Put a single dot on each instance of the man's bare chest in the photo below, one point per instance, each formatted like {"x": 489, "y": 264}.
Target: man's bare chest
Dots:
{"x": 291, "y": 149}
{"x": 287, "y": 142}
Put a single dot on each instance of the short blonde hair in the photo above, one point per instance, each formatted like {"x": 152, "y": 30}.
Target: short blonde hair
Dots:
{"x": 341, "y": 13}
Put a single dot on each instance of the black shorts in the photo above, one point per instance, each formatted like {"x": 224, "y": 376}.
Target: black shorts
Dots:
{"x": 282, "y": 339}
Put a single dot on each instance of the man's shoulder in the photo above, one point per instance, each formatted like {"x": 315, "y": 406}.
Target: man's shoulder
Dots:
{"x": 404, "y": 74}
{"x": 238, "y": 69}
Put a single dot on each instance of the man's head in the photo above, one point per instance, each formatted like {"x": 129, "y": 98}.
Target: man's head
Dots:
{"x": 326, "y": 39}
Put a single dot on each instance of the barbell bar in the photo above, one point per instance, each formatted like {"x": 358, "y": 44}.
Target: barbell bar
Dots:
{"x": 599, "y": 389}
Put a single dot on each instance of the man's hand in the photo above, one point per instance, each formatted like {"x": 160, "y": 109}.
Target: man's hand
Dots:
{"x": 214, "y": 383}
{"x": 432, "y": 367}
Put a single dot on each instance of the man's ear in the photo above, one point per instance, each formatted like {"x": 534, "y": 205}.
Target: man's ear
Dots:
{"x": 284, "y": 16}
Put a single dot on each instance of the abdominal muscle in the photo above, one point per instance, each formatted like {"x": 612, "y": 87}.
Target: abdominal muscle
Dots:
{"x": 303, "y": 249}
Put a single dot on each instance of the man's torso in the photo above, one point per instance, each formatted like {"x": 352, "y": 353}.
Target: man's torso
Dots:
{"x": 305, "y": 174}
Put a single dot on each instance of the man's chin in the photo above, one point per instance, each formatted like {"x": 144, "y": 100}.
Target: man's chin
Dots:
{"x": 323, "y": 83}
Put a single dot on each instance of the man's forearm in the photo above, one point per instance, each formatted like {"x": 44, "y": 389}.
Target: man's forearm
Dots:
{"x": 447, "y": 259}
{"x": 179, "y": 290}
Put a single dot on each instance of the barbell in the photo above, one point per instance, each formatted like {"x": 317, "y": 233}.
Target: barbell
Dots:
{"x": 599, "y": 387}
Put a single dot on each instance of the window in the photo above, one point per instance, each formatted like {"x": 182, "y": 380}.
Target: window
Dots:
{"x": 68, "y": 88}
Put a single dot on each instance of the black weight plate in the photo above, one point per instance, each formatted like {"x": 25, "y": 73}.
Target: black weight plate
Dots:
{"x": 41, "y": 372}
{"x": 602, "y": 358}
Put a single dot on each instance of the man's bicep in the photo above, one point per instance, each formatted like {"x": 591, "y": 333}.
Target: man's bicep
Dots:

### [EXERCISE]
Print every record above exactly as it stands.

### [ANSWER AREA]
Put a single dot on each instance of the man's bare chest in the photo below, one point per instance, each formatted like {"x": 489, "y": 264}.
Target: man's bare chest
Dots:
{"x": 291, "y": 149}
{"x": 287, "y": 142}
Put a single dot on each instance of the short blonde hair in the photo above, one point per instance, each formatted like {"x": 152, "y": 30}.
Target: short blonde hair
Dots:
{"x": 341, "y": 13}
Put a single dot on each instance of the black shorts in the photo above, one point per instance, each formatted like {"x": 224, "y": 376}.
Target: black shorts
Dots:
{"x": 282, "y": 339}
Put a single dot on each instance of the man's shoulder in the photo above, one point per instance, each formatted like {"x": 315, "y": 406}.
Target: man's shoulder
Dots:
{"x": 404, "y": 74}
{"x": 238, "y": 69}
Put a single dot on each instance of the man's head in the photo above, one point per instance, each formatted like {"x": 129, "y": 98}.
Target: man's head
Dots:
{"x": 326, "y": 39}
Put a single dot on each instance of the barbell bar in the photo above, one point per instance, each formatted like {"x": 358, "y": 44}.
Target: barbell bar
Dots:
{"x": 599, "y": 389}
Put a single dot on each instance of the man's hand in the photo above, one point per instance, each formatted like {"x": 160, "y": 109}.
Target: man's hand
Dots:
{"x": 214, "y": 383}
{"x": 432, "y": 367}
Put a single dot on each instance of the man's ear in the photo above, one point per instance, each formatted like {"x": 534, "y": 205}.
Target: man's ear
Dots:
{"x": 284, "y": 16}
Put a single dot on each instance of the abdominal muscle in the photo above, one point per instance, each formatted like {"x": 612, "y": 87}.
Target: abdominal muscle
Dots:
{"x": 303, "y": 249}
Put a single dot on each instance of the man's torso in the photo above, one point per instance, each formatted like {"x": 352, "y": 353}.
Target: man's torso
Dots:
{"x": 305, "y": 174}
Put a single dot on each instance of the man's chin in the photo above, one point per instance, each formatted like {"x": 144, "y": 100}.
Target: man's chin
Dots:
{"x": 323, "y": 83}
Put a single dot on each instance of the man's forearm in the photo above, one point per instance, each formatted like {"x": 44, "y": 389}.
Target: man's forearm
Dots:
{"x": 447, "y": 259}
{"x": 179, "y": 290}
Put a single dot on each instance of the barbell in the photo above, one point per instance, each formatted like {"x": 317, "y": 233}.
Target: barbell
Dots:
{"x": 599, "y": 387}
Put a single dot on each instance of the window in the photo above, one point per instance, each formatted like {"x": 182, "y": 380}.
Target: window
Dots:
{"x": 68, "y": 88}
Put a single dot on each instance of the black weight plate in the photo above, one point per instance, each formatted like {"x": 25, "y": 73}.
Target: black weight plate
Dots:
{"x": 41, "y": 372}
{"x": 602, "y": 358}
Put a single dot on each instance of the man's bicep in the photo above, one point per instance, each formatted like {"x": 591, "y": 333}.
Target: man's bicep
Dots:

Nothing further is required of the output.